[Passage provided]

What’s the Best Night of the Year to Play Poker?

 

 

St. Patricks Day and March Madness weekend combine to create the perfect storm for skilled low- to mid-stakes poker players.  It’s become the best calendar date of the year to play poker in Las Vegas.

 

I was astounded by all the craziness last night.  Call it March Poker Madness.

Las Vegas poker rooms were packed.  Every seat was taken.  Waiting lists were long.  More drinking and talking went on than usual.  Almost no headphones were seen.  Players looked to be having fun.  The pots seemed bigger.  Many games were great.

I got my ass kicked.

No, not really.  Let’s just say it was a good night.

This was my overall impression after playing at four different cardrooms over an 11-hour stretch on a long Saturday night-early Sunday morning, which just so happened to overlap into a perfect storm of citywide poker action.  My conclusion is this:

St. Patrick’s Day and the opening weekend of March Madness appear to create the best calendar date of the year to play poker, at least here in Las Vegas.

Surprisingly, I never realized this phenomenon before.  Las Vegas has been my home for 16 years.  One would think I’d have discovered this already.  But I don’t recall going out to play poker during this specific weekend.  In the past, for more than a decade I traveled frequently with the World Series of Poker Circuit, which meant I was off working, someplace else.  If I was in Las Vegas during mid-March, it’s most likely that I avoided what amounts to “amateur night” for partiers and drinkers.  Don’t misunderstand.  I love drinking.  But I don’t like drinking with drunken amateurs.  Besides, the service sucks everywhere.  It’s way too crowded.

Now, I realize the objective isn’t drinking with drunken amateurs.  It’s to play poker with them.

Aside from the financial upside, the games last night reminded me of the way poker used to be.  Players cracking jokes and laughing.  Everyone talking about the ball game on TV.  Gamblers discussing the next day’s pointspreads, while ordering another Miller Lite.  You know, having fun.

If this all sounds manipulative, even exploitive, well — it is.  In a game with tougher players and diminishing edges, every conceivable advantage must be hunted.  That’s assuming you play for money.  The formula for increasing one’s chance of winning is simple:  You have to go where games are good and play at the ideal time.  Oh, and you must play well.

Saturday nights are almost always the best nights of the year to play poker.  This is true just about anywhere, especially in Las Vegas.  Friday nights can be pretty good, too.  However, on Friday nights many less-skilled players realize there’s still a long weekend ahead of them.  They tend to remain in control of themselves and make table decisions that aren’t catastrophic.  Not yet, anyway.

[Directives]
#1 In the poker article, how many years has the writer lived in Las Vegas?
#2 Reproduce the poker article word for word, from "If this all" down to "must play well.".
#3 Carry on with the poker article, beginning right after its final sentence.
You won't need the material that follows the poker article.

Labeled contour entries
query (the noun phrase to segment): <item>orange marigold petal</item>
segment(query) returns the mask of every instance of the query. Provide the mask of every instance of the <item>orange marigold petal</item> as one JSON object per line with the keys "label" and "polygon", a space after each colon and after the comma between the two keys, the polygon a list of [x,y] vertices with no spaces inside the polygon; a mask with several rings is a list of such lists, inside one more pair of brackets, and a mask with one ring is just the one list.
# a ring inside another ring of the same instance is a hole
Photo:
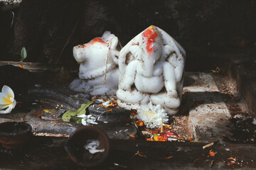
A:
{"label": "orange marigold petal", "polygon": [[130,137],[130,139],[132,140],[134,140],[135,138],[136,138],[135,135],[129,135],[129,137]]}
{"label": "orange marigold petal", "polygon": [[146,141],[154,141],[154,140],[152,138],[147,138]]}
{"label": "orange marigold petal", "polygon": [[137,126],[144,126],[144,122],[142,120],[137,120],[136,121],[136,125],[137,125]]}
{"label": "orange marigold petal", "polygon": [[210,152],[209,152],[209,155],[210,156],[210,157],[215,157],[215,155],[217,154],[217,152],[213,152],[212,150],[210,150]]}

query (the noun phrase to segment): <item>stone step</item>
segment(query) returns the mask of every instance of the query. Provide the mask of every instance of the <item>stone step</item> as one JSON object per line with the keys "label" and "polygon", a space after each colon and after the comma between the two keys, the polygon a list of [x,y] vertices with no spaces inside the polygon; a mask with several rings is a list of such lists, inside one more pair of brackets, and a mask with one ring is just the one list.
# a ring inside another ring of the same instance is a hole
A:
{"label": "stone step", "polygon": [[188,118],[196,140],[222,140],[231,135],[231,115],[210,74],[187,72],[183,94],[183,100],[193,103]]}
{"label": "stone step", "polygon": [[238,91],[256,118],[256,57],[230,60],[228,75],[235,83]]}

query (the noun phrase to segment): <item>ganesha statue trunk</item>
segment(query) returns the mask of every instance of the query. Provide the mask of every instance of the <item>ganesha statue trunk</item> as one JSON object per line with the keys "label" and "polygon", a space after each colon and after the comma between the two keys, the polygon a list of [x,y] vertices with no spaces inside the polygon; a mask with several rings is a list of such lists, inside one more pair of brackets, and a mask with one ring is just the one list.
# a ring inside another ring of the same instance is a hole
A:
{"label": "ganesha statue trunk", "polygon": [[169,34],[151,26],[120,51],[118,105],[138,109],[160,104],[169,115],[181,105],[186,52]]}

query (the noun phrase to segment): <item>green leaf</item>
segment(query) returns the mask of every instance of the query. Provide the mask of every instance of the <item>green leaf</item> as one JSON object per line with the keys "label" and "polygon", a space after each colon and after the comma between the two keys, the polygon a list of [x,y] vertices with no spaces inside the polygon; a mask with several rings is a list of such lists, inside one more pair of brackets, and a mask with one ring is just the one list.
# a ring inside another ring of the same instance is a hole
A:
{"label": "green leaf", "polygon": [[77,113],[72,111],[71,110],[68,110],[66,111],[62,117],[62,119],[64,122],[69,122],[72,115],[76,115]]}
{"label": "green leaf", "polygon": [[[75,118],[73,117],[75,117],[75,115],[85,115],[86,113],[86,108],[88,108],[91,104],[93,103],[93,101],[89,101],[87,103],[83,103],[81,105],[81,107],[75,112],[72,111],[71,110],[68,110],[66,111],[62,116],[62,120],[64,122],[70,122],[70,121],[74,121],[78,122],[78,123],[82,123],[82,118],[81,118],[80,120],[74,120]],[[71,118],[73,118],[72,120],[70,120]],[[77,117],[75,117],[77,118]]]}
{"label": "green leaf", "polygon": [[87,103],[82,104],[81,107],[77,110],[77,114],[78,115],[85,115],[86,108],[88,108],[92,103],[93,103],[93,101],[89,101]]}
{"label": "green leaf", "polygon": [[82,124],[82,118],[78,118],[76,116],[71,115],[70,122],[77,122],[78,123]]}
{"label": "green leaf", "polygon": [[153,134],[153,139],[154,139],[154,140],[154,140],[154,137],[155,137],[156,136],[158,136],[158,135],[157,135],[156,133]]}
{"label": "green leaf", "polygon": [[23,47],[21,51],[21,62],[23,62],[27,57],[27,53],[25,47]]}

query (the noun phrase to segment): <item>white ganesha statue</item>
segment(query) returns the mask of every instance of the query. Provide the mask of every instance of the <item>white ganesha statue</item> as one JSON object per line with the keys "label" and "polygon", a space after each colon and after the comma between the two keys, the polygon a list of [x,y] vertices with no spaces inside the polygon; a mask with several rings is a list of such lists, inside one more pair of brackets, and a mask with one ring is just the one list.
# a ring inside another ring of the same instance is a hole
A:
{"label": "white ganesha statue", "polygon": [[181,105],[186,52],[168,33],[151,26],[129,42],[119,57],[118,105],[139,109],[151,102],[169,115]]}
{"label": "white ganesha statue", "polygon": [[117,37],[106,31],[101,38],[73,47],[73,55],[80,63],[79,78],[70,88],[92,95],[115,94],[118,88],[118,57],[121,45]]}

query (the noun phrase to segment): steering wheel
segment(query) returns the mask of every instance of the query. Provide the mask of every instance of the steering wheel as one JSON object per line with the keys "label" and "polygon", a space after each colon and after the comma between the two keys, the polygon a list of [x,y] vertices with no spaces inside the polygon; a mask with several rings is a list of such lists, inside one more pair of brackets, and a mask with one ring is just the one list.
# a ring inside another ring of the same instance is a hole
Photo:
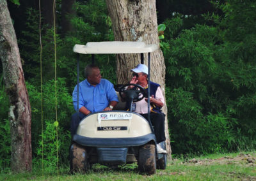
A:
{"label": "steering wheel", "polygon": [[[134,86],[134,87],[129,90],[125,89],[126,87],[130,85]],[[119,95],[122,99],[129,99],[133,102],[138,102],[144,98],[144,88],[142,86],[135,83],[127,83],[121,87],[119,90]],[[125,97],[124,96],[123,94],[125,94]],[[139,98],[140,94],[142,94],[141,98]]]}

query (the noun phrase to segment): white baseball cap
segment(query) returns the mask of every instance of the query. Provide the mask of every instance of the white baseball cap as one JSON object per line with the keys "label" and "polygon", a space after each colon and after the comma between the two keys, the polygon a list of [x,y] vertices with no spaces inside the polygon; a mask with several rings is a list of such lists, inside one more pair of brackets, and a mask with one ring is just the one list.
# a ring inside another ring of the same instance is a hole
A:
{"label": "white baseball cap", "polygon": [[138,64],[134,69],[131,69],[131,71],[133,71],[136,73],[143,72],[147,75],[148,75],[148,67],[144,64]]}

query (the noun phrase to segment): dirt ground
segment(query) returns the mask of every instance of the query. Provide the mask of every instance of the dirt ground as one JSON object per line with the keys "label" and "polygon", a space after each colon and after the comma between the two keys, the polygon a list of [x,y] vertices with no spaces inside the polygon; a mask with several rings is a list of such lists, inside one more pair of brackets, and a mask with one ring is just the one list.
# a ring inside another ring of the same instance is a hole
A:
{"label": "dirt ground", "polygon": [[[236,157],[225,156],[218,159],[191,159],[186,161],[181,164],[186,165],[202,166],[202,165],[211,165],[211,164],[236,164],[240,165],[241,167],[253,167],[256,168],[256,153],[253,154],[240,154]],[[227,174],[223,173],[223,174]],[[235,171],[230,171],[228,174],[232,175],[236,175]],[[241,180],[243,181],[256,181],[256,177],[243,175],[239,176]]]}
{"label": "dirt ground", "polygon": [[236,157],[225,156],[218,159],[192,159],[184,164],[195,165],[220,164],[243,164],[244,166],[256,166],[256,153],[252,154],[241,154]]}

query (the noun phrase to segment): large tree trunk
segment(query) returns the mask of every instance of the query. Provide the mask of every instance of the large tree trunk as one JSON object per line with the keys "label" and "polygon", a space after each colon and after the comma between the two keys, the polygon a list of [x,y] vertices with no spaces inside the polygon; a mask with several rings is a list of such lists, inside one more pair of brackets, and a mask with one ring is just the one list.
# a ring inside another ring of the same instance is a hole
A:
{"label": "large tree trunk", "polygon": [[10,107],[12,170],[30,171],[32,166],[31,119],[28,91],[15,33],[6,0],[0,0],[0,59]]}
{"label": "large tree trunk", "polygon": [[[156,0],[106,0],[112,22],[116,41],[144,41],[159,45]],[[147,65],[148,55],[144,54]],[[162,51],[151,53],[150,78],[159,83],[164,93],[165,65]],[[140,62],[140,54],[118,54],[116,61],[118,83],[127,83],[131,78],[131,69]],[[163,108],[167,115],[166,104]],[[172,150],[168,127],[165,122],[167,151]]]}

[Written answers]
#1 16 years.

#2
If this all sounds manipulative, even exploitive, well — it is.  In a game with tougher players and diminishing edges, every conceivable advantage must be hunted.  That’s assuming you play for money.  The formula for increasing one’s chance of winning is simple:  You have to go where games are good and play at the ideal time.  Oh, and you must play well.

#3
By Saturday night, the emotional bolts of self-constraint have rusted away and are about to snap.  At least a few dozen beers into the weekend with a pocket full of losing sports tickets, the poker table becomes the last chance to get even.  Sometimes maxed out on ATM visits and down to their last hundred, players will simply give up out of frustration.  I saw this happen last night when an out-of-town visitor on a bad run got fed up with playing normally.  He decided to blind shove his last $120.  He lost.

Free money.

Those kinds of bizarre situations happen a lot on Saturday nights, especially in the “touristy” poker rooms on The Strip filled with frat boys.  But that’s merely the foundation for more craziness.

Combine Saturday night with the opening weekend of March Madness, which is four exhaustive days and nights of betting and watching television and cheering, then subtract the hours of much-needed rest, and low-to mid-stakes poker games all over town become even wilder.  Then, to top things off, add in the party factor — St. Patrick’s Day.  This is one of the most popular days of the year for casual alcohol consumption, perhaps second only to New Year’s Eve.  All the scrumptious ingredients are in place:

Las Vegas + Saturday Night + March Madness + St. Patrick’s Day = Great poker games.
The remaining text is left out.